Lines from the one containing "x=543, y=106" through the last line of the records below are to be repeated exactly.

--- Dataset entries ---
================

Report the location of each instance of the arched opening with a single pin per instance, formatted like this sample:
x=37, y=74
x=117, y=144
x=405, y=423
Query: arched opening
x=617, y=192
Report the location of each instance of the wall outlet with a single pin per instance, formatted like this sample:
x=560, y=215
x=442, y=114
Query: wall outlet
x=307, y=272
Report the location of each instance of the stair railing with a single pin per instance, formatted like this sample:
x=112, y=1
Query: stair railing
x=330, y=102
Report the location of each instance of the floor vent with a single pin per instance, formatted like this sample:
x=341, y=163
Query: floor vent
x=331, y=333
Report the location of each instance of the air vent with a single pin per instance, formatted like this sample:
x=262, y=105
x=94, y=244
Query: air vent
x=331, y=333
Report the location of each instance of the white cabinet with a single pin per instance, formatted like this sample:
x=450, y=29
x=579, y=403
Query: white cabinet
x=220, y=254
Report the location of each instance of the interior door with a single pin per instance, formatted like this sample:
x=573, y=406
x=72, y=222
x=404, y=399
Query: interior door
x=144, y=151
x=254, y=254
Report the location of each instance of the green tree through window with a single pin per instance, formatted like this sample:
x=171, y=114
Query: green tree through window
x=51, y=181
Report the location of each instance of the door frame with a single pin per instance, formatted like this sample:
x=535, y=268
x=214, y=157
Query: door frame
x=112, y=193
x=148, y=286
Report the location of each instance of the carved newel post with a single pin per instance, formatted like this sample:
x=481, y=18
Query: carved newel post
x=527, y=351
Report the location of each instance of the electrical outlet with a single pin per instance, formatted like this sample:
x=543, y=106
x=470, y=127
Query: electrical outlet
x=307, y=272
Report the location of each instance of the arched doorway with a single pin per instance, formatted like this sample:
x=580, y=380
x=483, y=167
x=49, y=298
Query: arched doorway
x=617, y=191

================

--- Solution to the exercise ---
x=543, y=106
x=470, y=127
Query: electrical outlet
x=307, y=272
Report the location of each instance of the arched doorway with a single pin per instance, formatted like this sample:
x=580, y=380
x=483, y=167
x=49, y=298
Query: arched doorway
x=617, y=191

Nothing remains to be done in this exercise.